-- BEGIN Selection --

The 10th Lo Nuestro Awards ceremony, presented by Univision honoring the best Latin music of 1997 and 1998 took place on May 14, 1998, at a live presentation held at the James L. Knight Center in Miami, Florida. The ceremony was broadcast in the United States and Latin America by Univision.

During the ceremony, nineteen categories were presented. Winners were announced at the live event and included Mexican singer Alejandro Fernández receiving four competitive awards. Other multiple winners were fellow Mexican singer-songwriter Juan Gabriel, Spanish singer Rocío Dúrcal and Colombian performer Charlie Zaa with two awards each. Fernández won the award for "Pop Album of the Year," Gabriel and Dúrcal earned the award for "Regional Mexican Album of the Year," and Zaa won for "Tropical/Salsa Album of the Year." A special tribute was given to Mexican singer Lucero and the Excellence Award was received by Mexican trio Los Panchos.

-- END Selection --
-- BEGIN Data extract --

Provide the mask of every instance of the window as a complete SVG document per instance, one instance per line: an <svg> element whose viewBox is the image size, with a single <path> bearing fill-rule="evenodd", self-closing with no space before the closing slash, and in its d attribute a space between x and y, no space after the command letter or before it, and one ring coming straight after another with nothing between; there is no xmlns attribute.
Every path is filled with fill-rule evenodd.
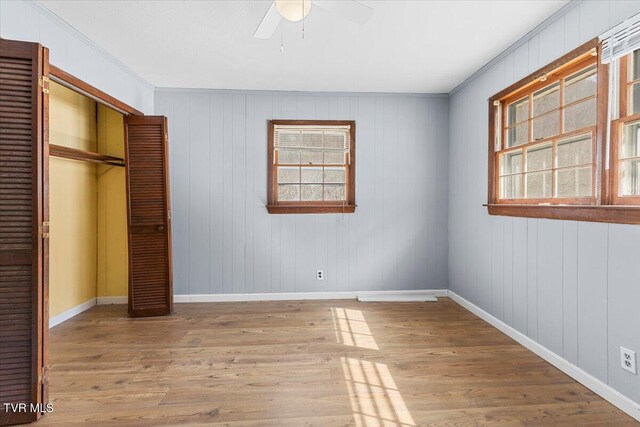
<svg viewBox="0 0 640 427"><path fill-rule="evenodd" d="M640 50L614 30L489 98L489 214L640 224Z"/></svg>
<svg viewBox="0 0 640 427"><path fill-rule="evenodd" d="M269 122L269 213L355 210L353 121Z"/></svg>
<svg viewBox="0 0 640 427"><path fill-rule="evenodd" d="M612 203L640 204L640 50L620 59L619 119L611 138Z"/></svg>
<svg viewBox="0 0 640 427"><path fill-rule="evenodd" d="M499 202L595 203L596 62L587 52L497 100Z"/></svg>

-- END Data extract --

◆ Work to complete
Please explain, in one to three sentences, why the Lo Nuestro Awards text counts Juan Gabriel, Rocío Dúrcal and Charlie Zaa among the multiple winners. The records come from a separate source and are unrelated to the Lo Nuestro Awards text.

◆ Exercise solution
Juan Gabriel, Rocío Dúrcal and Charlie Zaa each received two awards at the ceremony, so they joined Alejandro Fernández as multiple winners.